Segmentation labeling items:
--- Begin ---

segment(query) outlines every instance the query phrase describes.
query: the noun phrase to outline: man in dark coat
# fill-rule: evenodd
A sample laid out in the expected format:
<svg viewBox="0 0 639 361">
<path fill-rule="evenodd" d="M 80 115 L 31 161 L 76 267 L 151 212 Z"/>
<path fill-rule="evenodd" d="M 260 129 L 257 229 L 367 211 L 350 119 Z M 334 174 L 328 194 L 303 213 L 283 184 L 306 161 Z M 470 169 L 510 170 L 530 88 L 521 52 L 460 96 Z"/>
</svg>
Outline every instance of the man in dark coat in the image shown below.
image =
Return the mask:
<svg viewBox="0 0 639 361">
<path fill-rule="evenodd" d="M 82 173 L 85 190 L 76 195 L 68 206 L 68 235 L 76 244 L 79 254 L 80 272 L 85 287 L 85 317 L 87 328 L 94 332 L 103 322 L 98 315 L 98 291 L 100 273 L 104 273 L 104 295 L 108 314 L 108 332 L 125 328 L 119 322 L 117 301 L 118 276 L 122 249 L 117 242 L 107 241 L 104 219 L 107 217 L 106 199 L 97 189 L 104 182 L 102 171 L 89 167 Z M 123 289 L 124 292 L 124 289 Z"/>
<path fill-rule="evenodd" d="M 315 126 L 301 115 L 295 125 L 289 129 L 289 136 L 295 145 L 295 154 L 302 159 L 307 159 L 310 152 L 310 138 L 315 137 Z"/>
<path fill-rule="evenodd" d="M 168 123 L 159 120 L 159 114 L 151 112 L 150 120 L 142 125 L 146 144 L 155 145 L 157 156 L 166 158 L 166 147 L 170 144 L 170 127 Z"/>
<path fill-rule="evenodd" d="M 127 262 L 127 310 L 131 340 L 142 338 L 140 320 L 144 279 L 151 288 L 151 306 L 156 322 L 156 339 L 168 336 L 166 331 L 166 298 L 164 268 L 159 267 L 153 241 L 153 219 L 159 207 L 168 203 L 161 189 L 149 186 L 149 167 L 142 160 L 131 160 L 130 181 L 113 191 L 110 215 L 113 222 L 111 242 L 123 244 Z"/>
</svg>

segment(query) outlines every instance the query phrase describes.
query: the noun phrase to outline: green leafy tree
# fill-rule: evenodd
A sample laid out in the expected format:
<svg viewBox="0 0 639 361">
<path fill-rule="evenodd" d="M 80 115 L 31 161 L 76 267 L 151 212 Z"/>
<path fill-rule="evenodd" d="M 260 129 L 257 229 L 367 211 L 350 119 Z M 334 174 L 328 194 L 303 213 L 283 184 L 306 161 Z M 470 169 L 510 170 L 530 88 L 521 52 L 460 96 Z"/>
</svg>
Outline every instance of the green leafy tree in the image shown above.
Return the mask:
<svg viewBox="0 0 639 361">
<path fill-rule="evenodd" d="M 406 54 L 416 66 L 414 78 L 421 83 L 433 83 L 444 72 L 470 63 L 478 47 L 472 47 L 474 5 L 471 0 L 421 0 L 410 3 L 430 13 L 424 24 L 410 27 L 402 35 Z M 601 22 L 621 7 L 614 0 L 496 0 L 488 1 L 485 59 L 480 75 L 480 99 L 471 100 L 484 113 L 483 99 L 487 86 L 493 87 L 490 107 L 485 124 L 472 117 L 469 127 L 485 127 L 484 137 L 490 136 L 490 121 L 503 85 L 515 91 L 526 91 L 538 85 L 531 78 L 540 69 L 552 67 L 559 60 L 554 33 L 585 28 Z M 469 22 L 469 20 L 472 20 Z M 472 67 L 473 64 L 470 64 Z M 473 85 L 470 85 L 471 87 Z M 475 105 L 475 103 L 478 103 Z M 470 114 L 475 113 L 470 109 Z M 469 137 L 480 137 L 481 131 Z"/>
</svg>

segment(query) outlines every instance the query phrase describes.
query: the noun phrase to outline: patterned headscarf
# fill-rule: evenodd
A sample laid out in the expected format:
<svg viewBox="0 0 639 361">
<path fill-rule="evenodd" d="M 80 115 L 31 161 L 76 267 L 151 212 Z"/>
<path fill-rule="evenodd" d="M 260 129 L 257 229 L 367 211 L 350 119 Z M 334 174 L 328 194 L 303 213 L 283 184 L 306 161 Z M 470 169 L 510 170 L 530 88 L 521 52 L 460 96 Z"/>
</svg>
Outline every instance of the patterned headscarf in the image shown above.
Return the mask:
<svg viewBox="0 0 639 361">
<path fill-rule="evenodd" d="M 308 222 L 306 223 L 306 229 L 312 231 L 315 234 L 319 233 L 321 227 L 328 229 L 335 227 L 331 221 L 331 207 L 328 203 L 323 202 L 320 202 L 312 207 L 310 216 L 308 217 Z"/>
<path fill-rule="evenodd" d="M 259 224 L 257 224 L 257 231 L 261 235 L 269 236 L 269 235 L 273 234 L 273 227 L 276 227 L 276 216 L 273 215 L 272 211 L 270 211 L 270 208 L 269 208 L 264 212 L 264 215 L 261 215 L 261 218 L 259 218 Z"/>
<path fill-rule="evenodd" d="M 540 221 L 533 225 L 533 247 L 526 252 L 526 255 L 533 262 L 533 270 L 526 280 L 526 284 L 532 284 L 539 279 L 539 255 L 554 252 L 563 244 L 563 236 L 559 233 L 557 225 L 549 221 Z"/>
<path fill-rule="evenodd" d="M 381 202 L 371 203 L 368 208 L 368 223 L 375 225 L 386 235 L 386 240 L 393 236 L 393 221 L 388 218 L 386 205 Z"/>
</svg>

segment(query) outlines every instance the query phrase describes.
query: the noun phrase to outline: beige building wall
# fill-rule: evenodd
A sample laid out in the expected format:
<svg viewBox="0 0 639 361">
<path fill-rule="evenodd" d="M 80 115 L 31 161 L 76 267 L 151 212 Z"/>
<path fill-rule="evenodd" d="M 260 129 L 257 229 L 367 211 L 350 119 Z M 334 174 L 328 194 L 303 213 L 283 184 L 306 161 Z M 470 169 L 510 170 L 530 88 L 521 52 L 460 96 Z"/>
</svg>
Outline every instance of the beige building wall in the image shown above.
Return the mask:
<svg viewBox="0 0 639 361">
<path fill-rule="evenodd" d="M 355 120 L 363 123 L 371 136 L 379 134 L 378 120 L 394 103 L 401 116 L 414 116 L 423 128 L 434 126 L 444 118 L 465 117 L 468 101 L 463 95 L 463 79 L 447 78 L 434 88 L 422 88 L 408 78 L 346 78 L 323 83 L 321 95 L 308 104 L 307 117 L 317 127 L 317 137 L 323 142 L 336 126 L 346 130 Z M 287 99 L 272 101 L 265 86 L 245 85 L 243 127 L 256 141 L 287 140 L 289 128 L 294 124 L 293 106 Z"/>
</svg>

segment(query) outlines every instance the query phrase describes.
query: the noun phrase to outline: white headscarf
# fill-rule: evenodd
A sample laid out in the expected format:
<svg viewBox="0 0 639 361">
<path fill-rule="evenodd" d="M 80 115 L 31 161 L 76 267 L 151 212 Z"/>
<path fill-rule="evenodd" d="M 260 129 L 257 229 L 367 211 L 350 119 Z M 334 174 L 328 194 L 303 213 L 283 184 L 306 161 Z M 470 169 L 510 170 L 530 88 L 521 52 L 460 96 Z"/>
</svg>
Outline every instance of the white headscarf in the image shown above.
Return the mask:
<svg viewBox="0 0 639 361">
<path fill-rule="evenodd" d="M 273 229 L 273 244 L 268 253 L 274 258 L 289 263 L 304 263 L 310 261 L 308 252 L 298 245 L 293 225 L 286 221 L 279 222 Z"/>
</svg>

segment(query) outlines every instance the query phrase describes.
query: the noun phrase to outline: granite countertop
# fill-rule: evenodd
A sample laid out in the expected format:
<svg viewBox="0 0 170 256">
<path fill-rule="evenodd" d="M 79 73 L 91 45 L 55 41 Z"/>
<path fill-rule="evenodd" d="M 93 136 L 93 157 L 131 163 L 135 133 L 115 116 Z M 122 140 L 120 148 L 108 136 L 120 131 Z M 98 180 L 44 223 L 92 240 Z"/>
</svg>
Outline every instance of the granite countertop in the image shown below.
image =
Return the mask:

--- End ---

Copy the items word for word, from the beginning through the line that contains "168 123 L 159", including that line.

**Written reply**
segment(query) outlines every instance the query phrase describes.
query: the noun phrase to outline: man in dark coat
# fill-rule: evenodd
A sample laid out in the expected format:
<svg viewBox="0 0 639 361">
<path fill-rule="evenodd" d="M 80 115 L 31 161 L 76 267 L 151 212 Z"/>
<path fill-rule="evenodd" d="M 260 129 L 257 229 L 367 211 L 350 119 Z M 334 174 L 328 194 L 303 213 L 283 184 L 306 161 Z M 470 169 L 510 170 L 530 88 L 521 52 L 460 96 Z"/>
</svg>
Outline every instance of the man in dark coat in the image shown below.
image =
Return the mask:
<svg viewBox="0 0 639 361">
<path fill-rule="evenodd" d="M 82 173 L 85 190 L 76 195 L 68 206 L 68 235 L 76 244 L 79 254 L 80 272 L 85 287 L 85 317 L 87 328 L 94 332 L 103 322 L 98 315 L 98 291 L 100 273 L 104 273 L 104 295 L 108 314 L 108 332 L 125 328 L 119 322 L 117 301 L 118 276 L 122 249 L 117 242 L 107 241 L 104 219 L 107 217 L 106 199 L 97 189 L 104 182 L 102 171 L 89 167 Z M 123 289 L 124 292 L 124 289 Z"/>
<path fill-rule="evenodd" d="M 315 126 L 301 115 L 295 125 L 289 129 L 289 136 L 295 145 L 295 154 L 302 159 L 307 159 L 310 152 L 310 138 L 315 137 Z"/>
<path fill-rule="evenodd" d="M 168 123 L 159 120 L 159 114 L 151 112 L 150 120 L 142 125 L 146 144 L 155 145 L 157 156 L 166 158 L 166 147 L 170 144 L 170 127 Z"/>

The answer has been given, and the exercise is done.